PROBLEM DESCRIPTION> Retype each entry. Leave every word as it is.

EXERCISE MATERIAL>
####################
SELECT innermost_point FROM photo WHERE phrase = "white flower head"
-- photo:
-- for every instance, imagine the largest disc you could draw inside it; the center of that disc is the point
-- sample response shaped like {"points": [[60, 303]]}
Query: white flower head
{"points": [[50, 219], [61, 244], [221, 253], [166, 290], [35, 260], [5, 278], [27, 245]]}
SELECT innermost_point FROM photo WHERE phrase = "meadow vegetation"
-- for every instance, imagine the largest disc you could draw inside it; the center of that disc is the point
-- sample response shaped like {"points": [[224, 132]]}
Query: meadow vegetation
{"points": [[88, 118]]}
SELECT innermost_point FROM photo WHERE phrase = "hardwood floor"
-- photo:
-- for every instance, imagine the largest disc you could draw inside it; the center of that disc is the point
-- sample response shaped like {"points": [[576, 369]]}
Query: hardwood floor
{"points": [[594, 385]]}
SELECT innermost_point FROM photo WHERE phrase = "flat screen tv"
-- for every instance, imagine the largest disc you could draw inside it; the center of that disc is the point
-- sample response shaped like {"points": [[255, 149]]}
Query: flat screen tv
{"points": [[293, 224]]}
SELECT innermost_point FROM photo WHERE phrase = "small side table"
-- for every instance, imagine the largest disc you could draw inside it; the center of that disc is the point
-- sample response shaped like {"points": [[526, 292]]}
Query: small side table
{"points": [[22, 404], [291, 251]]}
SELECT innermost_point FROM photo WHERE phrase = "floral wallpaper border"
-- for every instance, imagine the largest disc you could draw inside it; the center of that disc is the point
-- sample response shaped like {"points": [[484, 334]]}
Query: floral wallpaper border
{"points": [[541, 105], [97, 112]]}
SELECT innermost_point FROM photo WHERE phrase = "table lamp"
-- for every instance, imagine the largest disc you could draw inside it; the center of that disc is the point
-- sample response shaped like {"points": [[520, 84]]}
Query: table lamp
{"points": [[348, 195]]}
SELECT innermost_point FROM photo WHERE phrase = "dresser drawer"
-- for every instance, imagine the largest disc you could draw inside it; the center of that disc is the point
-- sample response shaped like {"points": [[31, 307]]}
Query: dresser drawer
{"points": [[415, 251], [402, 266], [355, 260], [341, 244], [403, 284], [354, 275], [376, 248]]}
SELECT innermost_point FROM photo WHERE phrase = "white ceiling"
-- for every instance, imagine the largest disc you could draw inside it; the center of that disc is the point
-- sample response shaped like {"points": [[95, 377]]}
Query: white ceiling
####################
EXERCISE RESULT>
SELECT innermost_point FROM photo WHERE phrase = "white flower head"
-- photo:
-- for every instance, imagine the largest disc you could draw inside it; the center of that disc is the point
-- sample response shaped like {"points": [[60, 303]]}
Query: white flower head
{"points": [[50, 219], [61, 244], [221, 253], [166, 290], [35, 260], [5, 278], [27, 245]]}
SELECT innermost_point FROM photo WHERE phrase = "meadow vegetation"
-- for every instance, imagine the largest disc you could draw inside it; the center of that disc is the point
-- sample response shaped like {"points": [[224, 132]]}
Query: meadow vegetation
{"points": [[88, 118]]}
SELECT innermost_point FROM photo WHERE phrase = "hardwood floor"
-- photo:
-- for every instance, imagine the largest disc you could draw inside it; the center of that disc is the point
-- sample response shaped like {"points": [[576, 369]]}
Query: hardwood floor
{"points": [[594, 385]]}
SELECT innermost_point FROM photo WHERE phrase = "flat screen tv"
-- for every instance, imagine the largest disc you could draw inside it; the center of that disc is the point
-- sample response shaped like {"points": [[255, 149]]}
Query: flat screen tv
{"points": [[293, 224]]}
SELECT innermost_point FROM photo WHERE phrase = "small side table"
-- for every instance, imagine the largest disc you could draw inside it; the center of that disc is the point
-- sample response shaped like {"points": [[526, 292]]}
Query: small side table
{"points": [[22, 404], [291, 251]]}
SELECT innermost_point FROM photo WHERE phrase = "floral wallpaper border"
-- for every instance, imagine the largest disc you could draw inside it; the center of that disc is the point
-- sample response shaped like {"points": [[484, 334]]}
Query: floral wallpaper border
{"points": [[541, 105], [97, 112]]}
SELECT innermost_point FROM photo WHERE phrase = "table lamp"
-- for every instance, imagine the largest disc you could draw inside it; the center of that disc is the point
-- sample response shaped like {"points": [[520, 84]]}
Query: table lamp
{"points": [[348, 195]]}
SELECT innermost_point FROM photo WHERE phrase = "dresser drawer"
-- for every instance, imagine the largest disc you could draw inside it; the center of that disc is the point
-- sample response shaped like {"points": [[31, 307]]}
Query: dresser drawer
{"points": [[415, 251], [402, 266], [355, 260], [341, 244], [403, 284], [354, 275], [376, 248]]}
SELECT innermost_point FROM photo WHERE phrase = "white ceiling"
-- for every instance, imagine the largest disc you could draw inside it; the center of that disc is the point
-- sample response shaped like {"points": [[95, 377]]}
Query: white ceiling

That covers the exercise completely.